> _PROBLEM REQUIREMENTS_
Could you give back only the entries from the line containing "Q: Please detect the banner and" through the line containing "[168,584,219,637]", with "detect" changed to "locate" and everything else left the same?
§ §
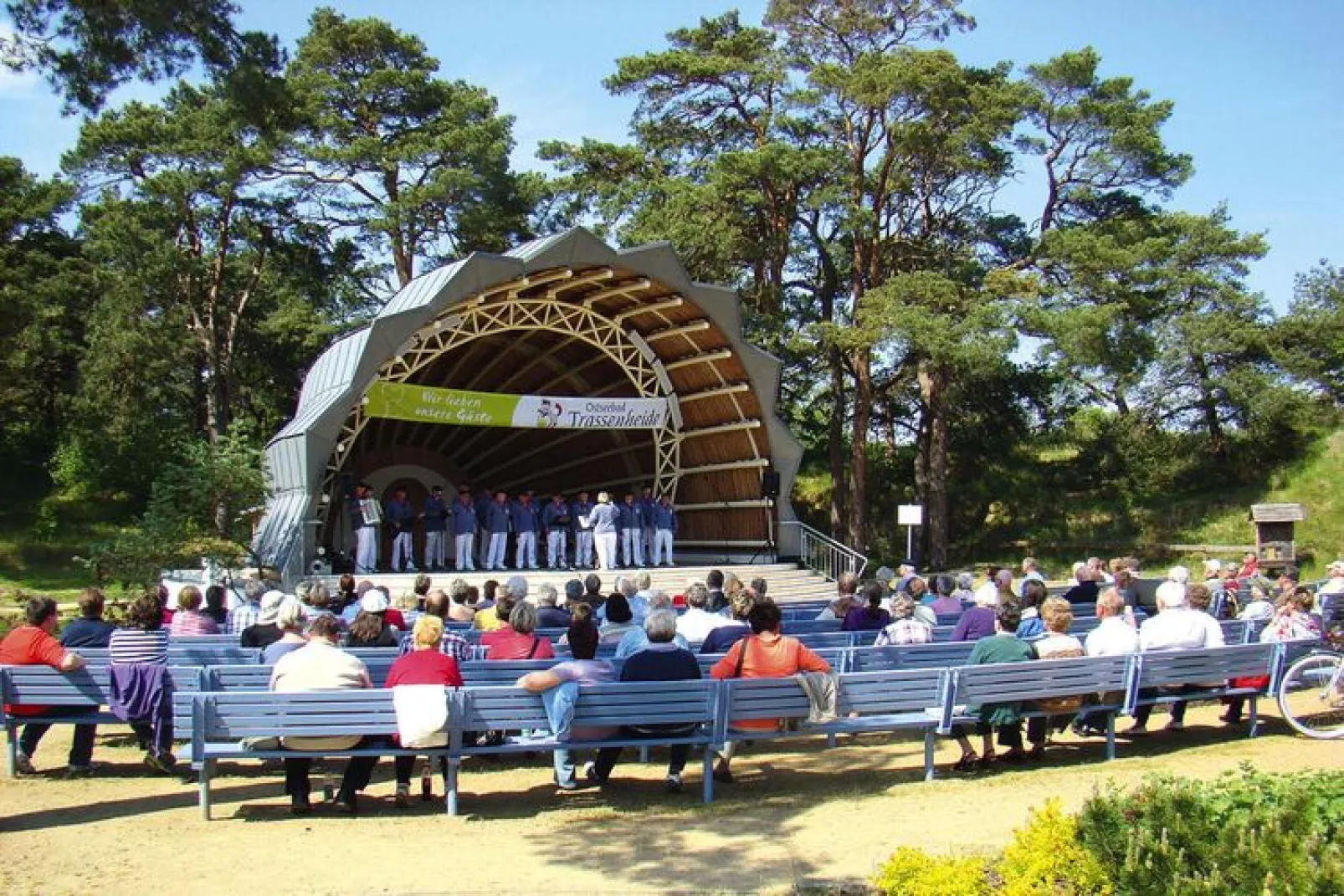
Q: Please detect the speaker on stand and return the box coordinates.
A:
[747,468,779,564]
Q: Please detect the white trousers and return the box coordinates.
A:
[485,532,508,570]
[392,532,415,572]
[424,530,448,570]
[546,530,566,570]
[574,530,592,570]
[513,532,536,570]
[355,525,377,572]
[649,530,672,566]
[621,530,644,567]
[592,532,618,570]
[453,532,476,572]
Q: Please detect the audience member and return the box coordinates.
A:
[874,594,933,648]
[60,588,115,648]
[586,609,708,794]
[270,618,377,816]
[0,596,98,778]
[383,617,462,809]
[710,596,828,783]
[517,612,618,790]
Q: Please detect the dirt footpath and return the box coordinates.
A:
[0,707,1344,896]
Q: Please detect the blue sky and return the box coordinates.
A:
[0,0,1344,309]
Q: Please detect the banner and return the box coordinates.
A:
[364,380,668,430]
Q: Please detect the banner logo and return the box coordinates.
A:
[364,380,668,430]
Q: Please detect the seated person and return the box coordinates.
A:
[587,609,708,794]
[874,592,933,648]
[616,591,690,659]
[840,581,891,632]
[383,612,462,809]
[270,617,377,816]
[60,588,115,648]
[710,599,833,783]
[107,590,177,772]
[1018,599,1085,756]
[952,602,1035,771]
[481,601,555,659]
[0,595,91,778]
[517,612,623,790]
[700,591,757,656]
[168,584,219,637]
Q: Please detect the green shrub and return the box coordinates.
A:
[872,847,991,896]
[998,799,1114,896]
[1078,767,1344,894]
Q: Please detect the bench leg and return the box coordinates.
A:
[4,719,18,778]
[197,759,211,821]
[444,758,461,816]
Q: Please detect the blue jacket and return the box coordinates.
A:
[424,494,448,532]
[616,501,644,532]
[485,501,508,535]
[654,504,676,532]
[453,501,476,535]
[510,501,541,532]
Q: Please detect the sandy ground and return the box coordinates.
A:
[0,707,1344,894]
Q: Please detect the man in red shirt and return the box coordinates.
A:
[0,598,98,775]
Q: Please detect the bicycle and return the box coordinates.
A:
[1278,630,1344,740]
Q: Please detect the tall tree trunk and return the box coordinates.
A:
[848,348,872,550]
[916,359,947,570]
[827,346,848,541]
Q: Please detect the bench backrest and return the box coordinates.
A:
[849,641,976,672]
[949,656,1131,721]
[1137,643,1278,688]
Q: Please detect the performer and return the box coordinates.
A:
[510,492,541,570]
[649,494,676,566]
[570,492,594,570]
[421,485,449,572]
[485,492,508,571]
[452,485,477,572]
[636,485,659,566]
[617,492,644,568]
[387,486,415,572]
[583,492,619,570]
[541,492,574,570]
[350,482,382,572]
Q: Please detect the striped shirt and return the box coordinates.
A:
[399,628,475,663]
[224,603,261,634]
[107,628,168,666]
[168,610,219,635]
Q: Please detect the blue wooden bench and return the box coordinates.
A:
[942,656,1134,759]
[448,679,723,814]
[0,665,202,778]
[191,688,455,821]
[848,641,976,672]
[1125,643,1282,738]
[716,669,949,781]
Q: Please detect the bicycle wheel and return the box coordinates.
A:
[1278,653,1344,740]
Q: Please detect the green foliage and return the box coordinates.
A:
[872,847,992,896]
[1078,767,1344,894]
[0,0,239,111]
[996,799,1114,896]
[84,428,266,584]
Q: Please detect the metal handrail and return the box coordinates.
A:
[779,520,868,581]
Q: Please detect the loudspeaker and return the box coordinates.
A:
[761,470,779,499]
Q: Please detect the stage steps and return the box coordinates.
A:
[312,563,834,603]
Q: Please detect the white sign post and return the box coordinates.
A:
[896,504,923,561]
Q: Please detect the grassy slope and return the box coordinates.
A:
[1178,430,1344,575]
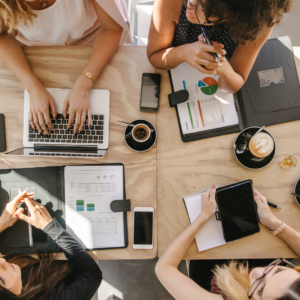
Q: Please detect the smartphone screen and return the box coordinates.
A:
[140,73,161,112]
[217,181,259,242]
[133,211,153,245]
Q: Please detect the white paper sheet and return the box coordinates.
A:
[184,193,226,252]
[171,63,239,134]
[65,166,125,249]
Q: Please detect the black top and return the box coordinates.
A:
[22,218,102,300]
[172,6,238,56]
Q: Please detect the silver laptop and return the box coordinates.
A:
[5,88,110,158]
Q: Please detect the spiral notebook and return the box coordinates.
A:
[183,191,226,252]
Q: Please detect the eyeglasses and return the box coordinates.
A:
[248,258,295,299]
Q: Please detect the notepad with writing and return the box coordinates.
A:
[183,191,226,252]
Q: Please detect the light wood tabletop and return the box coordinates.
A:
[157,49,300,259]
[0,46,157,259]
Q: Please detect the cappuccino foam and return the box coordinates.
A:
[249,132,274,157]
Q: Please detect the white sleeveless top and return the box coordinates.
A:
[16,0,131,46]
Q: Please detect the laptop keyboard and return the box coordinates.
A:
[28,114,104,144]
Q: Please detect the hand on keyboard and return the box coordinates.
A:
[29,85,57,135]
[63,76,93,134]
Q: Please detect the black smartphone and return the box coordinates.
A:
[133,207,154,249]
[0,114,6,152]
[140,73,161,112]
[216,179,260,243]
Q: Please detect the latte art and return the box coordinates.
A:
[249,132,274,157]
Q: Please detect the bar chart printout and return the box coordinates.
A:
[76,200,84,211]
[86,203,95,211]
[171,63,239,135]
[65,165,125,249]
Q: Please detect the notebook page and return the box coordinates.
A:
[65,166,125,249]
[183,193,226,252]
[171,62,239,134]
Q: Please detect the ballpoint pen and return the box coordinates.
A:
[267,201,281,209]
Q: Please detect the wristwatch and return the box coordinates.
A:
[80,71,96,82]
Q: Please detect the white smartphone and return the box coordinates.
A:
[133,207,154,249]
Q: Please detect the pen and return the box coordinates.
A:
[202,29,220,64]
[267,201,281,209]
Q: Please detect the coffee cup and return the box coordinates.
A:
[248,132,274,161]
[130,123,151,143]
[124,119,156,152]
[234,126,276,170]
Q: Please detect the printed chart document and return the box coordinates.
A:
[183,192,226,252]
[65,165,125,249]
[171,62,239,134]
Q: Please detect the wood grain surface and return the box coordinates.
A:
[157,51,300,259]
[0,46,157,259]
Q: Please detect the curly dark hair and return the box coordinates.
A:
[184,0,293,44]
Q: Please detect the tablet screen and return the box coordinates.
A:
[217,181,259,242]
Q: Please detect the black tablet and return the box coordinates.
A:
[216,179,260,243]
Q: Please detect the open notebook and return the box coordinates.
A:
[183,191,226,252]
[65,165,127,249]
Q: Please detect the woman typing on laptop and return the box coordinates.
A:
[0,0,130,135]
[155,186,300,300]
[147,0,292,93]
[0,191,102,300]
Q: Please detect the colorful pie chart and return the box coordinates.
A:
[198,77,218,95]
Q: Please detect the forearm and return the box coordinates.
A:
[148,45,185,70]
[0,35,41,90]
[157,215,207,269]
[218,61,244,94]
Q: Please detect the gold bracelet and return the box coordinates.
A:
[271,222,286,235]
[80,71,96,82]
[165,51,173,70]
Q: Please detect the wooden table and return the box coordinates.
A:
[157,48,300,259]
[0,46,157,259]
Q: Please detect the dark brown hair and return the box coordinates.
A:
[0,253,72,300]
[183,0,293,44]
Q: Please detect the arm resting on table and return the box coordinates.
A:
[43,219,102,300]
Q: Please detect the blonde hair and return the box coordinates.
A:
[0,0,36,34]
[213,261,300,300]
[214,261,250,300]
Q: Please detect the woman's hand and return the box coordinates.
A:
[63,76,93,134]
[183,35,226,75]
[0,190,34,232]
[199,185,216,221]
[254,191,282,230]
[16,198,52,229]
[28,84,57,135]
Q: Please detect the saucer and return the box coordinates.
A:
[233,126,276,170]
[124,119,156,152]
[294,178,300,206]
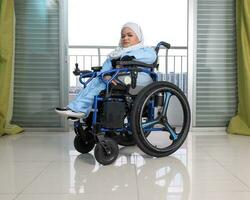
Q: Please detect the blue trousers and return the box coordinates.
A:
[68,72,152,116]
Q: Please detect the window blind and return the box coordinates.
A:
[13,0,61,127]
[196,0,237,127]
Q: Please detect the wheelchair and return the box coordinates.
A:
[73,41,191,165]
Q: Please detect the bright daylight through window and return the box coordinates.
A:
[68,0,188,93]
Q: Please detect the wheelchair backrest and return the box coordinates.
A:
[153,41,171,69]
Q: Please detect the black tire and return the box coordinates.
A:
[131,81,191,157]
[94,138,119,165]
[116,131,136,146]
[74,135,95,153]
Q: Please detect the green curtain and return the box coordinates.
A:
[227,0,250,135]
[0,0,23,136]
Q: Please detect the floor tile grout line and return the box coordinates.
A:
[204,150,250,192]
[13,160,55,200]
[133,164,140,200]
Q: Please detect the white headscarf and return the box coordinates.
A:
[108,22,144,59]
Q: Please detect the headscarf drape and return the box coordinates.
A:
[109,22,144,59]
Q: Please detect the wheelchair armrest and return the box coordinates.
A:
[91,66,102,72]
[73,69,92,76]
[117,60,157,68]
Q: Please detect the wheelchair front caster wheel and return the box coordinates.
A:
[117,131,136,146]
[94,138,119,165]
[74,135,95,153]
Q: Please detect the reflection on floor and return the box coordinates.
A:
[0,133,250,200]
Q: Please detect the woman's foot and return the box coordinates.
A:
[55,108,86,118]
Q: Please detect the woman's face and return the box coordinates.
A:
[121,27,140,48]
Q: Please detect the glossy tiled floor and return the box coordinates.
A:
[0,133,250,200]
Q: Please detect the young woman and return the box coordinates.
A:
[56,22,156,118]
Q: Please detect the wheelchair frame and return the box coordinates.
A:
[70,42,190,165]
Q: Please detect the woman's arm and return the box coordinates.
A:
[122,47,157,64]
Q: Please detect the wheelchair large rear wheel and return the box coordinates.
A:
§ §
> _CORRECT OUTPUT_
Q: Please locate the banner and return the box coordinates.
A:
[364,380,668,430]
Q: Please locate the banner logo and return the box coordinates.
A:
[364,380,668,430]
Q: Please locate the seated person and return the box coordinates.
A:
[587,609,708,794]
[874,592,933,648]
[616,591,690,659]
[840,581,891,632]
[383,612,462,809]
[270,617,377,816]
[60,588,115,648]
[710,599,833,783]
[107,590,177,772]
[1018,599,1085,756]
[952,602,1035,771]
[481,601,555,659]
[0,595,91,778]
[517,612,623,790]
[700,591,757,656]
[168,584,219,637]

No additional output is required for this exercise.